### Task
Retype each line of the material exactly, please, skipping any picture in it.

### Given records

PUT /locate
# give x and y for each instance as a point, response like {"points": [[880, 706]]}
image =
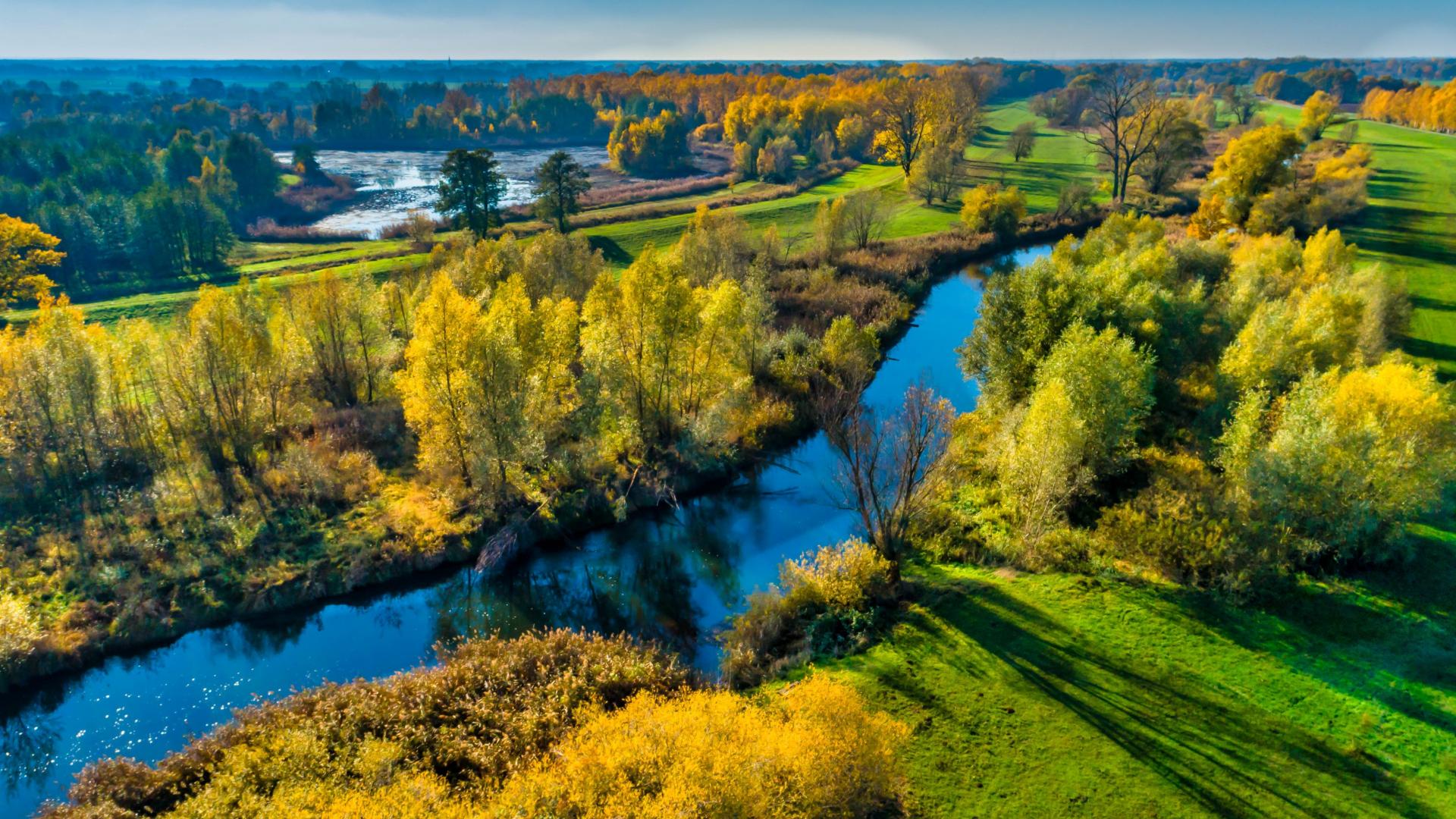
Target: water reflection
{"points": [[673, 576], [394, 183]]}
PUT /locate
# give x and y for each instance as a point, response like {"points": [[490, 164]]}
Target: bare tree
{"points": [[864, 216], [884, 465], [1022, 140], [1128, 118], [962, 93], [906, 108], [1241, 101]]}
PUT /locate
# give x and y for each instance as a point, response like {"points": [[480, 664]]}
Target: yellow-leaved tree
{"points": [[25, 249]]}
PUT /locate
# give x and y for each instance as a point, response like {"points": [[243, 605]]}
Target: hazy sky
{"points": [[724, 30]]}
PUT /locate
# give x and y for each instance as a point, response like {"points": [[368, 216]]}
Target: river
{"points": [[673, 576], [394, 183]]}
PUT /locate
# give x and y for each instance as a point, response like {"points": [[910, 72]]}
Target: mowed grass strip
{"points": [[1410, 226], [1057, 695], [1059, 158]]}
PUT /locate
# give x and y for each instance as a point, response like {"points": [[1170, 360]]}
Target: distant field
{"points": [[1059, 159], [1066, 695], [1411, 228]]}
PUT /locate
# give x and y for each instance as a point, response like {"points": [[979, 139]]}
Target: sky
{"points": [[724, 30]]}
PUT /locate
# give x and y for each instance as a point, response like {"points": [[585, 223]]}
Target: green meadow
{"points": [[1411, 226], [1065, 695]]}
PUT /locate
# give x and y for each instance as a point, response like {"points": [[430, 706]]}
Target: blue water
{"points": [[672, 576]]}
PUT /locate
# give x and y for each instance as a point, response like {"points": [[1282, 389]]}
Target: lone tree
{"points": [[884, 465], [1128, 118], [560, 184], [1241, 101], [1022, 140], [908, 111], [471, 188]]}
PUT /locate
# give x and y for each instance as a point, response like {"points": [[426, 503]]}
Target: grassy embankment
{"points": [[1071, 695], [1059, 158]]}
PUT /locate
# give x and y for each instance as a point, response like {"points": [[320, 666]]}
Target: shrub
{"points": [[492, 707], [18, 632], [1183, 529], [992, 209], [824, 604], [813, 751]]}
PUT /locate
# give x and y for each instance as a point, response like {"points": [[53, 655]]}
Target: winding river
{"points": [[673, 576], [394, 183]]}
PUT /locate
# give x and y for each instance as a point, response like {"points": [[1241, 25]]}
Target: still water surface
{"points": [[672, 576], [394, 183]]}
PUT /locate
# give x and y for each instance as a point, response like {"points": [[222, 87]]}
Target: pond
{"points": [[394, 183], [672, 576]]}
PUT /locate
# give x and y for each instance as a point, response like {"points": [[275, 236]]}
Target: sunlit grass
{"points": [[1046, 695], [1411, 226]]}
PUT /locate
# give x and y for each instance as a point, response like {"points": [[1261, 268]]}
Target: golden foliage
{"points": [[814, 749]]}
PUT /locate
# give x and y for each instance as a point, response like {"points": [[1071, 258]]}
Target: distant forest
{"points": [[156, 167]]}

### Written response
PUT /locate
# give x and y for each instance as a point, response like {"points": [[880, 706]]}
image =
Target: water reflection
{"points": [[673, 576], [394, 183]]}
PUT /locate
# give x and y for each instance as a point, response like {"points": [[490, 164]]}
Target: bare tree
{"points": [[864, 216], [884, 465], [1022, 140], [1128, 118], [962, 93], [906, 108], [1241, 101]]}
PUT /locate
# give x and y for each instance as a point, response like {"points": [[480, 664]]}
Target: yellow-leaved tree
{"points": [[25, 249]]}
PUT /locate
# give x and y for each instance as a point, response like {"points": [[243, 605]]}
Target: hazy sky
{"points": [[724, 30]]}
PUT /locate
# give x and y for each instance as a point, response like {"points": [[368, 216]]}
Target: river
{"points": [[673, 576], [394, 183]]}
PUT /locate
# give x and y for each instance as a point, response like {"points": [[910, 72]]}
Target: mowed grass strip
{"points": [[1410, 226], [1057, 695], [1059, 158]]}
PUT /locate
# give x and y for each instance as a point, response like {"points": [[1170, 360]]}
Target: distant field
{"points": [[1059, 159], [1066, 695], [1411, 228]]}
PUT /locate
# give x and y for each instance as a point, response like {"points": [[979, 139]]}
Target: sky
{"points": [[724, 30]]}
PUT /locate
# give x and y for each instance as a point, response like {"points": [[585, 223]]}
Target: green meadow
{"points": [[1411, 226], [1065, 695]]}
PUT /locate
# give x and y for each instance as a point, response like {"points": [[430, 706]]}
Target: blue water
{"points": [[672, 576]]}
PUT /locate
# give x and y for each instance as a point, response like {"points": [[1282, 389]]}
Target: lone tree
{"points": [[884, 465], [1128, 118], [560, 184], [1241, 101], [1022, 140], [908, 111], [471, 188]]}
PUT /locate
# give x and y for each instance as a point, response like {"points": [[426, 503]]}
Target: grassy embankment
{"points": [[1071, 695], [1059, 158]]}
PUT /locate
# give x and y for each instance as a point, response like {"points": [[320, 666]]}
Target: shrub
{"points": [[492, 707], [18, 632], [1183, 529], [992, 209], [824, 604], [813, 751]]}
PUT /locate
# give x and y for each instance as a point, response like {"points": [[53, 655]]}
Target: winding river
{"points": [[673, 576], [394, 183]]}
PUT /locate
# give x and y for each instance as a point, response like {"points": [[1241, 25]]}
Target: still water surface
{"points": [[672, 576], [394, 183]]}
PUT /locate
# give x and y for each instance as a point, response like {"points": [[222, 87]]}
Target: pond
{"points": [[394, 183], [672, 576]]}
PUT /locate
# give x and y for each instance as a point, response like {"points": [[275, 236]]}
Target: sunlit grass
{"points": [[1046, 695], [1411, 226]]}
PUT /locate
# give x and y for each instance as a point, response like {"points": [[1261, 268]]}
Target: golden foliage
{"points": [[814, 749]]}
PUT /locate
# give x and y for each instance as a point, response like {"points": [[1071, 258]]}
Target: distant forest
{"points": [[156, 167]]}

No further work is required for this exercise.